> **EXTRACTED MATERIAL**
##############################

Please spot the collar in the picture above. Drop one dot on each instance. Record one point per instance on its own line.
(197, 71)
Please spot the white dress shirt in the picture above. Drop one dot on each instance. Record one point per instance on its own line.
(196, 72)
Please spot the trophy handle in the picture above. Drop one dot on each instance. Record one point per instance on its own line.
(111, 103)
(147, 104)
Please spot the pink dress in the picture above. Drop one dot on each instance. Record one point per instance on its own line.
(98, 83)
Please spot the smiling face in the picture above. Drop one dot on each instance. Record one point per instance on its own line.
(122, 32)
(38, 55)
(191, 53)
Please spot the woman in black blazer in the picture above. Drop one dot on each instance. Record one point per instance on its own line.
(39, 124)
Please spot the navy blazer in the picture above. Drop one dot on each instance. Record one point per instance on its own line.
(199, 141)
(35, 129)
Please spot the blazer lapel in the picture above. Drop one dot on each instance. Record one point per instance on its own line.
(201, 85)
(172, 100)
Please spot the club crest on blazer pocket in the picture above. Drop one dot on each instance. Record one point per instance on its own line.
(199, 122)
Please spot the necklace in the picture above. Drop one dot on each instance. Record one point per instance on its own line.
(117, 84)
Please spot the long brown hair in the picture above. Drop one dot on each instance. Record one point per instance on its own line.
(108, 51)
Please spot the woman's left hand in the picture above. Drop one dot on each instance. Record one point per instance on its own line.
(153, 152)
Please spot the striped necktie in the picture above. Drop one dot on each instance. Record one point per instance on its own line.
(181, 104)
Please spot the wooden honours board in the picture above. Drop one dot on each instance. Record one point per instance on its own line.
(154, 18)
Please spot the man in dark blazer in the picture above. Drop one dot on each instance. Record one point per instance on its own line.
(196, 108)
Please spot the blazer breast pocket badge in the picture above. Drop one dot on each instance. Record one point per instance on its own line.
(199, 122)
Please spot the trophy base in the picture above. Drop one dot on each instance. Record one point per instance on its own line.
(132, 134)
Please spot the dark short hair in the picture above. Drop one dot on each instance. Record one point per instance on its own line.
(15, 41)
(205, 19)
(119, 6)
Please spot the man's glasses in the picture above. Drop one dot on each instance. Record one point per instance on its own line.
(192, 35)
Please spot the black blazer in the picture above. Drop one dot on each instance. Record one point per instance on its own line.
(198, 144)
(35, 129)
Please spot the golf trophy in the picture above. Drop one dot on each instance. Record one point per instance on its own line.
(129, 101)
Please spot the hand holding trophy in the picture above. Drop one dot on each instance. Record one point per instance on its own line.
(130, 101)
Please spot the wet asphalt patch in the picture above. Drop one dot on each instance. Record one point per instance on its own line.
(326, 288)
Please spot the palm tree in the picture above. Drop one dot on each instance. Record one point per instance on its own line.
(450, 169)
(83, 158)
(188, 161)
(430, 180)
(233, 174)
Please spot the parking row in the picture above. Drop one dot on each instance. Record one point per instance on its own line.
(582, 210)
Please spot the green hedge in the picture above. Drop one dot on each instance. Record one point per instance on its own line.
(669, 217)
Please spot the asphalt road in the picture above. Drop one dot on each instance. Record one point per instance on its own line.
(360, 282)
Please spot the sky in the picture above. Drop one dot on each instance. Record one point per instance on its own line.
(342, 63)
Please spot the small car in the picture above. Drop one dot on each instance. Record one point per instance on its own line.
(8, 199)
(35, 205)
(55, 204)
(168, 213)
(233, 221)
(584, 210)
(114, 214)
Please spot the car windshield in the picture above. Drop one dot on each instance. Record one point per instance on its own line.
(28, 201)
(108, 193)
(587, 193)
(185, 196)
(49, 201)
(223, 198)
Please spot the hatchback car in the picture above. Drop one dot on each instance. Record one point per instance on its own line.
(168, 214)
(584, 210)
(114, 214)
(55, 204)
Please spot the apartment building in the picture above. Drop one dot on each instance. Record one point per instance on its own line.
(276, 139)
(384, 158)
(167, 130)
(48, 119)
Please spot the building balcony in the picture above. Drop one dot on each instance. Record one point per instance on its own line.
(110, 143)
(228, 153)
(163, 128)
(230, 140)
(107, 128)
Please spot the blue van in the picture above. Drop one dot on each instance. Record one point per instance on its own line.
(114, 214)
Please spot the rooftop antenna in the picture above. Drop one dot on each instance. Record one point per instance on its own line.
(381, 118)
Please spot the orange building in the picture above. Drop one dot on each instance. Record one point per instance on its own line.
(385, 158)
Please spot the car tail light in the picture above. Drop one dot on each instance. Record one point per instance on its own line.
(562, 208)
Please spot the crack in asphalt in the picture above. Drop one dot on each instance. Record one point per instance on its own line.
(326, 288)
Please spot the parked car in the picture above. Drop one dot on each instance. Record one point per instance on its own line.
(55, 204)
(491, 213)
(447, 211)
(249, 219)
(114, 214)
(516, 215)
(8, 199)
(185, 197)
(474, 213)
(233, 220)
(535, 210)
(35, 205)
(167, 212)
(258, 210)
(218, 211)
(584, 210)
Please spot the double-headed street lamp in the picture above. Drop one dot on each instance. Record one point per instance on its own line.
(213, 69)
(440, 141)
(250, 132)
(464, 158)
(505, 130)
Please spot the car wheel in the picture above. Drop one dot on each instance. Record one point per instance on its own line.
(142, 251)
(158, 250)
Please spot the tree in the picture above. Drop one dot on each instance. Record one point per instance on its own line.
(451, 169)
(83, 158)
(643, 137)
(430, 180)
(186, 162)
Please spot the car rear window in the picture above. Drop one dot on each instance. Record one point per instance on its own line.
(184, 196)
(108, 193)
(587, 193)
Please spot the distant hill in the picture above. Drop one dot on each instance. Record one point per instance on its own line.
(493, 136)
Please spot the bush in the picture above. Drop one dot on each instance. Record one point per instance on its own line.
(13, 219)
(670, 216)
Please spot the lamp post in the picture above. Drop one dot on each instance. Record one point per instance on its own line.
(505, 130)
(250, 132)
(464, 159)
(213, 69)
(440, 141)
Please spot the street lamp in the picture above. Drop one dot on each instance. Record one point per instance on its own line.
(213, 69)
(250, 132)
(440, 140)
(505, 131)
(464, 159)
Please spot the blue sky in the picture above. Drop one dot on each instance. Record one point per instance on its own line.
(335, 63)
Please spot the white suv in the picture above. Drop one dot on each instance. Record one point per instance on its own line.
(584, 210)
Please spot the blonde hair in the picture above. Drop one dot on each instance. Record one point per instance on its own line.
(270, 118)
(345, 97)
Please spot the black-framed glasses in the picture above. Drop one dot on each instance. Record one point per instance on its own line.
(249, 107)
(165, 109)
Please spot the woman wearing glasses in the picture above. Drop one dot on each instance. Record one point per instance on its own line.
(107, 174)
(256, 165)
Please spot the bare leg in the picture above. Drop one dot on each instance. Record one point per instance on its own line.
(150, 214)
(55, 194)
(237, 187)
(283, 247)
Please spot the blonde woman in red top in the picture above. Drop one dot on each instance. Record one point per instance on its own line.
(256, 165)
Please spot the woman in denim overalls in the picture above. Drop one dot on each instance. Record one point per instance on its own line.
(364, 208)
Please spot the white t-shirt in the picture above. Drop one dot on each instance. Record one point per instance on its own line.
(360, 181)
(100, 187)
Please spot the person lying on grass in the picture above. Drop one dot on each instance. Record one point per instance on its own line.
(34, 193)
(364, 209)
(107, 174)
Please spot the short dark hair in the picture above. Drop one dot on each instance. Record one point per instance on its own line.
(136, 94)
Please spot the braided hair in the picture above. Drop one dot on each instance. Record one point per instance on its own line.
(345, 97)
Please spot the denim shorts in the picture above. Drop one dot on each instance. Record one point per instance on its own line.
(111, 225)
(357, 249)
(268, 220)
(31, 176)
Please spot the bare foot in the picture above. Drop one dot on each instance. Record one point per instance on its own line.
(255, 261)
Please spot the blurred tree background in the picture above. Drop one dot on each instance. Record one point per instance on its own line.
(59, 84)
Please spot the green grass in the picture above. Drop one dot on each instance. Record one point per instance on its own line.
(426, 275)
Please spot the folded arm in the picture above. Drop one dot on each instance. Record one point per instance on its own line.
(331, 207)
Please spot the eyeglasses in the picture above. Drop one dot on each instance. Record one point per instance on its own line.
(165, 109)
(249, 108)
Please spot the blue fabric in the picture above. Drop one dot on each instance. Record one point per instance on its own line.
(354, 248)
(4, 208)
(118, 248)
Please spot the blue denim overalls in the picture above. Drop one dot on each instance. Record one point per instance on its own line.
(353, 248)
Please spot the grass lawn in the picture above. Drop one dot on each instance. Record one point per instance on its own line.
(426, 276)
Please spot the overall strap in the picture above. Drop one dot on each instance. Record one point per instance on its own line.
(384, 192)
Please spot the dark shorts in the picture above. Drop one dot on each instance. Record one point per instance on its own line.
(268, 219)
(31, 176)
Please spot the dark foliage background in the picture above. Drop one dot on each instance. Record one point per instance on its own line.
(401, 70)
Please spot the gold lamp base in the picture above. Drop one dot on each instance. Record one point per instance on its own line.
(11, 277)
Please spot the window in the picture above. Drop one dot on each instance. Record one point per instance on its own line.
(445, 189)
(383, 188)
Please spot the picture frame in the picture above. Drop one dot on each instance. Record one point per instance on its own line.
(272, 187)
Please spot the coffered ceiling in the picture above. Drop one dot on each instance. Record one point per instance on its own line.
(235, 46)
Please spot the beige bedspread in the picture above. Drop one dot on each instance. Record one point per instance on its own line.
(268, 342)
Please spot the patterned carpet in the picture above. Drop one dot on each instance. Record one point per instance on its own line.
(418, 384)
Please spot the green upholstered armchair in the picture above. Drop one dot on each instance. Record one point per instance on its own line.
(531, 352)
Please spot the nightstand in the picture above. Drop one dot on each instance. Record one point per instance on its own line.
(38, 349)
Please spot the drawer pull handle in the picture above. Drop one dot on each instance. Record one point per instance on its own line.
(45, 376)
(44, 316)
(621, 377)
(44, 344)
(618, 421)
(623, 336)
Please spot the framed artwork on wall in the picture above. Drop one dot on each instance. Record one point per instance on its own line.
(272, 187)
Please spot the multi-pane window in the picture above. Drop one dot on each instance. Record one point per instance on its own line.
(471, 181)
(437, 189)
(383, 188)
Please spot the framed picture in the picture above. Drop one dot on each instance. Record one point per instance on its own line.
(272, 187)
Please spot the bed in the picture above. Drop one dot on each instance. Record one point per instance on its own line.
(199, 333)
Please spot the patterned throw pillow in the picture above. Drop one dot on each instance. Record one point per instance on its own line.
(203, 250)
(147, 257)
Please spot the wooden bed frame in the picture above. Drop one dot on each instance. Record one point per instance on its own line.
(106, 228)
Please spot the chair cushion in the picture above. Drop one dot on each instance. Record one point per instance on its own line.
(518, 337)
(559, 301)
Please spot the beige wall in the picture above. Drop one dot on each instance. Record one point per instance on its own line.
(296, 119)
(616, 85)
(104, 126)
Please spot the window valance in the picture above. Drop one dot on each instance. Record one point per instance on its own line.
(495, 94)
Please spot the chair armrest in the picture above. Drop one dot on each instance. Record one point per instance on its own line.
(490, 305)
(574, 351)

##############################

> **PROBLEM REQUIREMENTS**
Reproduce, word for word, every line starting at the line that contains "Please spot the drawer" and ending with the final line of the entries.

> **TASK RESULT**
Please spot the drawer pull handle in the picture above. Drop one dot on each instance. Record one point per instance on its own line.
(45, 376)
(44, 316)
(621, 377)
(44, 344)
(618, 421)
(623, 336)
Please spot the framed artwork on wall in the picture above. Drop one dot on each instance. Record one point per instance on its own line.
(272, 187)
Please spot the multi-pane window in the picture above. Drop one dot on each instance. Record one point per instance on its own line.
(471, 181)
(437, 189)
(383, 188)
Please spot the framed picture in the picture above. Drop one dot on each instance. Record one point per instance on its own line.
(272, 187)
Please spot the bed in the picture above. Drop one dot on each instance. Record one point per instance on its own line.
(199, 333)
Please spot the patterned throw pillow in the picture above. Drop one dot on each instance. Record one point per instance on its own line.
(203, 250)
(147, 257)
Please spot the wooden bed frame in the picture above. Drop one dot on each instance. Record one point per instance on its own line.
(106, 228)
Please spot the chair cushion in the picture above. Drop one dot on each instance. Record one point per instance on its own line.
(518, 337)
(559, 301)
Please spot the beige wall in the picture above. Drop one dot on each instance. Record one point per instance on its own line.
(296, 119)
(616, 85)
(104, 126)
Please spot the window valance in the picture above. Drop one dot on each instance. Record one point per instance on its own line.
(495, 94)
Please spot the chair armrest in the picture above. Drop one dot on each instance. Record one point per instance on its own line.
(490, 305)
(574, 351)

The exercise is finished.